▶ EXERCISE A
In the reviews of Death and the Dancing Footman, what was Aubrey Mandrake's name at birth?

▶ DOCUMENT EXCERPT
↓

Page history last edited by PBworks 14 years, 11 months ago

Marsh, Ngaio - Death and the Dancing Footman (1942)

 

 

Review by Nick Fuller

4/5

Seven guests are chosen by their fiend-like host by reason of their mutual enmity and are imprisoned in a snowbound country house to see what results from their tension and mounting hysteria: which is, of course, murder. One is conscious throughout of the author straining for effect, and, until the murder, this is one of Marsh’s most tedious and uninspired jobs since the early ones. The matter is not helped by a particularly irritating hero, a snobbish and precious aesthete, nor by Alleyn’s late appearance, after which he does little except talk to witnesses. After the murder, if one can accept the large doses of hysteria, both masculine and feminine, the book becomes quite solid, and there is a novel twist on the alibi by wireless gimmick.


 

Review by Nick Hay

 

Jonathan Royal, rich, eccentric and lonely, assembles a cast of characters linked by various enmities for a country-house weekend. Snow falls, the house is cut off, various accidents happen leading, inevitably, to murder. The book's protagonist is one Aubrey Mandrake (nee Stanley Footling), whom Royal has brought along to applaud the real-life drama that he has created. As so often with Marsh it is the setting up of the murder, the characterisation, the location, the elements of the bizarre which appeal; once Alleyn himself appears and detection begins ennui tends to set in. Here , fortunately, Alleyn does not appear for a long time.

↑

▶ DATA FOR PROCESSING
↓

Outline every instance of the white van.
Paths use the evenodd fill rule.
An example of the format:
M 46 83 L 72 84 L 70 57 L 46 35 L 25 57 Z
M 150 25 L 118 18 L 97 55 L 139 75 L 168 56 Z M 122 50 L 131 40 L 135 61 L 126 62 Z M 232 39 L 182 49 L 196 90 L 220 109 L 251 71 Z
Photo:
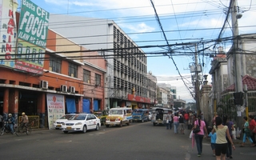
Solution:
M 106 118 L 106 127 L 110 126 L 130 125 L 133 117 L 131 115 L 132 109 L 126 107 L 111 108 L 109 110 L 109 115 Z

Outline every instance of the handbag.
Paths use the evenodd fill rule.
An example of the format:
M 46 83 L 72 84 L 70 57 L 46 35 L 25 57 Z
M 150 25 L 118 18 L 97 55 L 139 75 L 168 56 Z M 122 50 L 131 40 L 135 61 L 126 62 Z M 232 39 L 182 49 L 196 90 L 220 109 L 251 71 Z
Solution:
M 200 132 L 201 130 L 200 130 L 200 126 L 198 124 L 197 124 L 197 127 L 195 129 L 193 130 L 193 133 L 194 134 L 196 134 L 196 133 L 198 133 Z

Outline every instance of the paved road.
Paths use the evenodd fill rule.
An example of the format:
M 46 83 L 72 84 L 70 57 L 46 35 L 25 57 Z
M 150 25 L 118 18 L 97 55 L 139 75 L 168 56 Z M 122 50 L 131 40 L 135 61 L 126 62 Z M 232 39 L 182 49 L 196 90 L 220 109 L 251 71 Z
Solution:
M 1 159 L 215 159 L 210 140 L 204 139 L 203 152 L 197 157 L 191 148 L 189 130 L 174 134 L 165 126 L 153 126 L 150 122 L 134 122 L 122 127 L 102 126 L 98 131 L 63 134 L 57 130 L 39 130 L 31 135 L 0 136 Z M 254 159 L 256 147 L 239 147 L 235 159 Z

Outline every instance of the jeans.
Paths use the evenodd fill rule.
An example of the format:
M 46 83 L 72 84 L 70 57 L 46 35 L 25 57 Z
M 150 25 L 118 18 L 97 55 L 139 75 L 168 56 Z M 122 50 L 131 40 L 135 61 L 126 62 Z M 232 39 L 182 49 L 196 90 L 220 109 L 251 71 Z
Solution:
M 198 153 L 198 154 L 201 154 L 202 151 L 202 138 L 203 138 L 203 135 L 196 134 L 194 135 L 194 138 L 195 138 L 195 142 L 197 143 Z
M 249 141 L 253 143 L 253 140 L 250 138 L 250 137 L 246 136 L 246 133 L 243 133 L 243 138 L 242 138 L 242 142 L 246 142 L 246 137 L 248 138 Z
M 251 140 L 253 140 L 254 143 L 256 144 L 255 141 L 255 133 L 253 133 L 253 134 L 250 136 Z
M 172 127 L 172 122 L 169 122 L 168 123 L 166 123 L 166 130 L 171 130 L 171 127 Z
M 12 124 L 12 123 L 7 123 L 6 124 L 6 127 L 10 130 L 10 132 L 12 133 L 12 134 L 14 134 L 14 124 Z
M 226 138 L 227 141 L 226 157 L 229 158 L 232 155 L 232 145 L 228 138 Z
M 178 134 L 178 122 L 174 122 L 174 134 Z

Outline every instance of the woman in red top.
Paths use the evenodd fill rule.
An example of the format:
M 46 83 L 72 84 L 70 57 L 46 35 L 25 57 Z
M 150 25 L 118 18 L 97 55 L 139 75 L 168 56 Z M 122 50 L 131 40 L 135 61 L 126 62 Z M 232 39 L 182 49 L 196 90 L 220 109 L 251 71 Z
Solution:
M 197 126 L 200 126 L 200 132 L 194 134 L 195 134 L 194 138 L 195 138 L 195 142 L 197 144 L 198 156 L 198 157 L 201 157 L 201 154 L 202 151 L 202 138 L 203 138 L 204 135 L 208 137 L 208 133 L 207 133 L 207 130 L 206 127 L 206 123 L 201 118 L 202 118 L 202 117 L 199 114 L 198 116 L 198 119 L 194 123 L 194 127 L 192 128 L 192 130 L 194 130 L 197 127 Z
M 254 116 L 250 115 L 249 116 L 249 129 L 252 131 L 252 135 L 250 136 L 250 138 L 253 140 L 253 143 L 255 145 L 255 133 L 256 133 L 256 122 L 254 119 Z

↑
↓

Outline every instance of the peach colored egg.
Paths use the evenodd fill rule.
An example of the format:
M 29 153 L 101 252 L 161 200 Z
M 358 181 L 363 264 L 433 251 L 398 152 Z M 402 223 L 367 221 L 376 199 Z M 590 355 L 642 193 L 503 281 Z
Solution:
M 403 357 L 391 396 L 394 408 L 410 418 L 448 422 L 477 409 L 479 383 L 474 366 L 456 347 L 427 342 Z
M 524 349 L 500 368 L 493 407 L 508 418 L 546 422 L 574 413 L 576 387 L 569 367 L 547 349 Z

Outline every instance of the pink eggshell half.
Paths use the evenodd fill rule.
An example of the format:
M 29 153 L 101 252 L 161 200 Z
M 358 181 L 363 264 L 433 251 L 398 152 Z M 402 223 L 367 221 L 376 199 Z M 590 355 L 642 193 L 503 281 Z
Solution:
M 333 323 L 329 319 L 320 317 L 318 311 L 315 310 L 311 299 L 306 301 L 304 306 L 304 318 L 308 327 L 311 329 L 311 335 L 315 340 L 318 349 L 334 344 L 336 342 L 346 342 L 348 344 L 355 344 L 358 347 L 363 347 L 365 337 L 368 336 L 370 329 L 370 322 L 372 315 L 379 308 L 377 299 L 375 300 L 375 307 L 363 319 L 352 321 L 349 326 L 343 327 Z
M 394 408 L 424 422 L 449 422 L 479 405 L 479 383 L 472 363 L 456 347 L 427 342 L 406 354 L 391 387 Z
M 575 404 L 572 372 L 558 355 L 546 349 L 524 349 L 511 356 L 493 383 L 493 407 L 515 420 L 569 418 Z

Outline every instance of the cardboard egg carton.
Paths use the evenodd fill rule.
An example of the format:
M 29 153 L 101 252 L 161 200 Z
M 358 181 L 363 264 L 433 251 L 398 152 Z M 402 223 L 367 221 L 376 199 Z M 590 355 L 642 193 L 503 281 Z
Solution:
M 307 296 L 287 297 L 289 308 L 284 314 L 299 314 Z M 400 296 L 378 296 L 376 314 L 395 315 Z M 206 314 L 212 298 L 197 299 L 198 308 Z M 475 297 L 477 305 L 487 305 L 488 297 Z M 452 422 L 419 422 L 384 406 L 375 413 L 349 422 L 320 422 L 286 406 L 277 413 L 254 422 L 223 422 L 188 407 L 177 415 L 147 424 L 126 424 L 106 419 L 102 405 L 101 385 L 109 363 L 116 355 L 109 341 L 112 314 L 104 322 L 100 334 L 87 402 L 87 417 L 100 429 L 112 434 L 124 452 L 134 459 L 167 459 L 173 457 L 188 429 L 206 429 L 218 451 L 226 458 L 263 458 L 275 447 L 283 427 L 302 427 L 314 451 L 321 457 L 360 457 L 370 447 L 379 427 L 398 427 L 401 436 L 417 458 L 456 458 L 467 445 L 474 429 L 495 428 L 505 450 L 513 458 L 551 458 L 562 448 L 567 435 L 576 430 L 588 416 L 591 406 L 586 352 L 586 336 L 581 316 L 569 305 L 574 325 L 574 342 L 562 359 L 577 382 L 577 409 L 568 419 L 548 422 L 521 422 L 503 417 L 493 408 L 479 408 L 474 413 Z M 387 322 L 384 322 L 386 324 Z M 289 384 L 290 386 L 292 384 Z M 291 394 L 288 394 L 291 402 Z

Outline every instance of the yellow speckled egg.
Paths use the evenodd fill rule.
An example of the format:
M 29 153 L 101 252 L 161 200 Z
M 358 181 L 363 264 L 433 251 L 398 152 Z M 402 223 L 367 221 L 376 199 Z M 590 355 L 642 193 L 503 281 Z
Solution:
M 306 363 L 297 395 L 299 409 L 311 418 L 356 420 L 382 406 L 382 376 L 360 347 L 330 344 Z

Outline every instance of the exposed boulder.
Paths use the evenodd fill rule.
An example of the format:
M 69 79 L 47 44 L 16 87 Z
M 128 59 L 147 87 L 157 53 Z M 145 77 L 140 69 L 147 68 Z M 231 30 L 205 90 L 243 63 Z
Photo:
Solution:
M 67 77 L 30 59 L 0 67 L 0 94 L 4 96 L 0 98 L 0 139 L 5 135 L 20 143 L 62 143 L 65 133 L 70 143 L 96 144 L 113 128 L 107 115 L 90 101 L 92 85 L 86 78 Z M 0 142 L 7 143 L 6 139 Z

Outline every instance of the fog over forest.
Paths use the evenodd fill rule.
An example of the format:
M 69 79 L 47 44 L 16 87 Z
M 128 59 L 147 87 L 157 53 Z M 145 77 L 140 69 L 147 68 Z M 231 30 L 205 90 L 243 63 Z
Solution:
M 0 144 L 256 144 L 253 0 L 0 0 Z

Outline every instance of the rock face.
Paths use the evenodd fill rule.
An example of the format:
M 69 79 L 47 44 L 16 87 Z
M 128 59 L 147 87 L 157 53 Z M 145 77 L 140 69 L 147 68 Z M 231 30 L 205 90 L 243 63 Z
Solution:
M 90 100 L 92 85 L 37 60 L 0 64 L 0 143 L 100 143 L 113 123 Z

↑
↓

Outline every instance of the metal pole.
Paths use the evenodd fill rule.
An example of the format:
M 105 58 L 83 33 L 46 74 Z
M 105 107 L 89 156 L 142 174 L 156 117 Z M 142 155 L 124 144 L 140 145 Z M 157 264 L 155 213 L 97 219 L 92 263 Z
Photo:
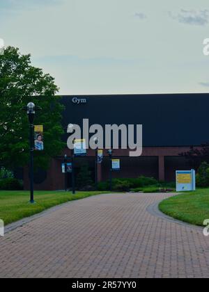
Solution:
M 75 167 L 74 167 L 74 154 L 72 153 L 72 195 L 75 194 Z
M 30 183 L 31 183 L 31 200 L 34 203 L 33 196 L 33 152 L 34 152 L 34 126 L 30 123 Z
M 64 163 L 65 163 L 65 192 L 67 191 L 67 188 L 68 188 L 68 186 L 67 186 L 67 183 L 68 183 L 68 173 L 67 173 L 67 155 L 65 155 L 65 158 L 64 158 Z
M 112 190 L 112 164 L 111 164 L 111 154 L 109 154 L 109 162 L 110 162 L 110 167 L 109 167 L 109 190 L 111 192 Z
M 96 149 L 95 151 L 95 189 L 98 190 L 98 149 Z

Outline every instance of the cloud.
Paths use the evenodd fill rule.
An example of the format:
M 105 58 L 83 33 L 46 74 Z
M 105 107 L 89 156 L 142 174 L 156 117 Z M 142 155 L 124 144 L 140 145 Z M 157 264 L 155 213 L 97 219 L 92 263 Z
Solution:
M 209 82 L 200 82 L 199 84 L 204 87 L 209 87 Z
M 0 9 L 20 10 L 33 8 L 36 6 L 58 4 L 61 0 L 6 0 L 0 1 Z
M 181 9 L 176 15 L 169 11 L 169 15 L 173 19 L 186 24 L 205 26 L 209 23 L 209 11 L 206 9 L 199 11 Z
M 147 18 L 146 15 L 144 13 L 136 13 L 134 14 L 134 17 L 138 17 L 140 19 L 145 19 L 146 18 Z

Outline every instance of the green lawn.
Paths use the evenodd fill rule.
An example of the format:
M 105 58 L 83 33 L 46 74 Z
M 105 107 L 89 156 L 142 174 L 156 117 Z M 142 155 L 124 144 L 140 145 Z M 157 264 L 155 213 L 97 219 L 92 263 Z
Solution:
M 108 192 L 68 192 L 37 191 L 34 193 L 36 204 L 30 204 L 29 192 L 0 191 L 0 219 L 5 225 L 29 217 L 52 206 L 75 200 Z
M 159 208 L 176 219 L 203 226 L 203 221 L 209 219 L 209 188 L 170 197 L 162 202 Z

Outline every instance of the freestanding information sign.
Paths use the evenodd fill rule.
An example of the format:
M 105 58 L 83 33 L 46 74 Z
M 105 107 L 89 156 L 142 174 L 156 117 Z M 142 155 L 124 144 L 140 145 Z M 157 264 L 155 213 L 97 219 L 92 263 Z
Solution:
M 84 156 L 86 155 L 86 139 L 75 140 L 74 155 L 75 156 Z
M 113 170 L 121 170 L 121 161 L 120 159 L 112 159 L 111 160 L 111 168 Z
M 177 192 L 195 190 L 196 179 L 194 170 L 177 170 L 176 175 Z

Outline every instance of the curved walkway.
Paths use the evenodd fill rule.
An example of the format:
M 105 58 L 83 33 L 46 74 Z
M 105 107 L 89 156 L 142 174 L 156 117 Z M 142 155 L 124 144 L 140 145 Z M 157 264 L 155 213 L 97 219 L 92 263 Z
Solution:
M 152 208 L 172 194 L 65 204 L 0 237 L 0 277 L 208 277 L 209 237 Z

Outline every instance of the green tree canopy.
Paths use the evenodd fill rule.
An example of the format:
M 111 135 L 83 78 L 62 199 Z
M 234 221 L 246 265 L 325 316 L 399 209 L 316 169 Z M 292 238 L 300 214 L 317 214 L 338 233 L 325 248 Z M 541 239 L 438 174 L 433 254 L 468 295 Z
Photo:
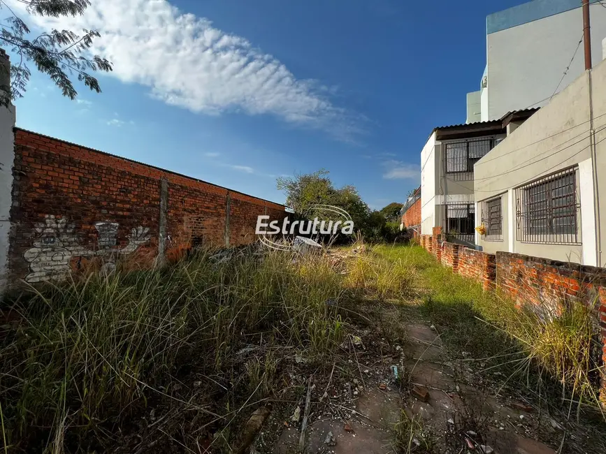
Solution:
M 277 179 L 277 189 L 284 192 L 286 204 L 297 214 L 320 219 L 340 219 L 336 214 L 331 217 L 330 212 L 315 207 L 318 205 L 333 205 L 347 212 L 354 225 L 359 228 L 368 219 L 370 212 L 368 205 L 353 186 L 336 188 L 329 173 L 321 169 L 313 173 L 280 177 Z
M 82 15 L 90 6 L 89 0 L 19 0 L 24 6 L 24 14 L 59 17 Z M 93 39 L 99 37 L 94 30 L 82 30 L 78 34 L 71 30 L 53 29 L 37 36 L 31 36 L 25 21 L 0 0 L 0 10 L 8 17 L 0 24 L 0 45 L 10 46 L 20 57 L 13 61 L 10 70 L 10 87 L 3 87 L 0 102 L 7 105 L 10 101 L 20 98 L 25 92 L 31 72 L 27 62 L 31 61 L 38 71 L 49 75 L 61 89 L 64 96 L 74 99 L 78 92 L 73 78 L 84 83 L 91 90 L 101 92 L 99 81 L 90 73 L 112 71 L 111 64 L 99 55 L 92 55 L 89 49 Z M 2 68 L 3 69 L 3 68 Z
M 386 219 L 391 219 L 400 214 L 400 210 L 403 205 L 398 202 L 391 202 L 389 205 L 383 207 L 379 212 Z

↑

▶ EXERCISE B
Render the lines of the entries as a numbered list, starting with the line containing "Outline every instance of the green tree" and going on through the line containing "M 82 15 L 90". Skip any blank lines, and leave out the pictures.

▶ COMPLETE ANSWER A
Stanley Footling

▶ COMPLETE ANSWER B
1. Outline every instance of the green tree canopy.
2. Paths use the evenodd fill rule.
3. An example of the format:
4. M 111 135 L 83 78 L 62 199 Z
5. M 234 221 L 246 265 L 325 316 L 399 209 L 316 169 Z M 292 238 L 300 214 L 317 214 L 338 233 L 325 248 Z M 541 239 L 438 174 L 433 254 L 468 295 Z
6. Photo:
7. Solution:
8. M 277 179 L 277 189 L 284 192 L 286 204 L 297 214 L 320 219 L 340 219 L 336 214 L 331 217 L 330 212 L 315 207 L 318 205 L 333 205 L 347 212 L 354 225 L 359 228 L 368 219 L 370 212 L 368 205 L 353 186 L 336 188 L 329 173 L 321 169 L 313 173 L 280 177 Z
9. M 82 15 L 90 6 L 89 0 L 19 0 L 24 6 L 24 14 L 59 17 Z M 93 39 L 99 37 L 94 30 L 82 30 L 78 34 L 71 30 L 53 29 L 37 36 L 31 36 L 25 21 L 0 0 L 0 10 L 8 17 L 0 24 L 0 45 L 10 46 L 20 57 L 13 61 L 10 70 L 10 87 L 3 87 L 0 102 L 7 105 L 10 101 L 20 98 L 25 92 L 31 72 L 27 62 L 31 61 L 38 71 L 49 75 L 61 89 L 64 96 L 74 99 L 78 92 L 73 78 L 84 83 L 91 90 L 101 92 L 99 81 L 90 73 L 112 71 L 111 64 L 99 55 L 92 55 L 89 49 Z M 2 68 L 3 69 L 3 68 Z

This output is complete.